> [What you should do]
Output exactly the lines between the line that contains "If you could put a dot on the muddy glove" and the last line of the material, counting both.

>>

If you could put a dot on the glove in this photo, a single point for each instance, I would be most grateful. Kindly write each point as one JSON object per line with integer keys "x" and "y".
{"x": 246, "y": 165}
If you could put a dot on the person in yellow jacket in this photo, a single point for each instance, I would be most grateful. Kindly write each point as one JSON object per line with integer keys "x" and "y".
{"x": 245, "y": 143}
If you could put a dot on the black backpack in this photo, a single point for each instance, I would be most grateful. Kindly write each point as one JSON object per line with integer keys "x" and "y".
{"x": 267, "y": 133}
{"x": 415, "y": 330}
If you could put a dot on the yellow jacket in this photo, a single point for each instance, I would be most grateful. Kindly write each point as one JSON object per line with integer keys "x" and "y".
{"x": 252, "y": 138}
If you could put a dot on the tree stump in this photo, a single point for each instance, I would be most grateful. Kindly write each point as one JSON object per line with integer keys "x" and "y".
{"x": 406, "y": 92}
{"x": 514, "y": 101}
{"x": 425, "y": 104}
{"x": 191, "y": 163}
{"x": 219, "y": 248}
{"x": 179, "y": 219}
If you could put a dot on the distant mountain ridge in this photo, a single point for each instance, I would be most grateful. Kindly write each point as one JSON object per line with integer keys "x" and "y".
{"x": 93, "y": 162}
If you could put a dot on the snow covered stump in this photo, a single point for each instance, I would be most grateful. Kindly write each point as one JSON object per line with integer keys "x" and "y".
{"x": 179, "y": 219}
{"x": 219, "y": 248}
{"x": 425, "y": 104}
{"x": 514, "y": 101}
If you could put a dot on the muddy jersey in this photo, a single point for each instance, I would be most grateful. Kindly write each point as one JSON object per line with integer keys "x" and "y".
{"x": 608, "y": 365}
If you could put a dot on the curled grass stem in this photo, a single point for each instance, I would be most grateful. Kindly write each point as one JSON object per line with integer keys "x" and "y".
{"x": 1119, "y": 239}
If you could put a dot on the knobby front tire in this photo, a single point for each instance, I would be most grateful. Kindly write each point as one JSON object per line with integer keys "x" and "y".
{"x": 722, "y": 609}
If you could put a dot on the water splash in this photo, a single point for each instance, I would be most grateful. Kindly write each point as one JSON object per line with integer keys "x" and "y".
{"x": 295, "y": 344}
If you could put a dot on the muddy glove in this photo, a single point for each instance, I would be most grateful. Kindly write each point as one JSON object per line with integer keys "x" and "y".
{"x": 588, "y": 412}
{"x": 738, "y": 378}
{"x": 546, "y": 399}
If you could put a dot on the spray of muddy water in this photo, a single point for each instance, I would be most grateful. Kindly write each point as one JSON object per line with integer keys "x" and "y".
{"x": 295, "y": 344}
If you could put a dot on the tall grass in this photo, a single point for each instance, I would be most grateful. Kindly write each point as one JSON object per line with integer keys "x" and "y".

<<

> [Final result]
If you could put a dot on the muddy glove in this photo, a single point for each instance, I would be most grateful. Kindly write each point as one JSON object per line with integer keys "x" and "y".
{"x": 588, "y": 412}
{"x": 738, "y": 378}
{"x": 546, "y": 399}
If you could put a dot on the spray of muddy water in this photo, a single point for each instance, I would be most grateful. Kindly write each point as one JSON object per line with integer keys "x" and "y".
{"x": 295, "y": 344}
If you could put a dot on the tall grass in this photo, a single point for each instance, I would be most grateful. Kindly write each point as one JSON object per line with integer keys "x" and "y".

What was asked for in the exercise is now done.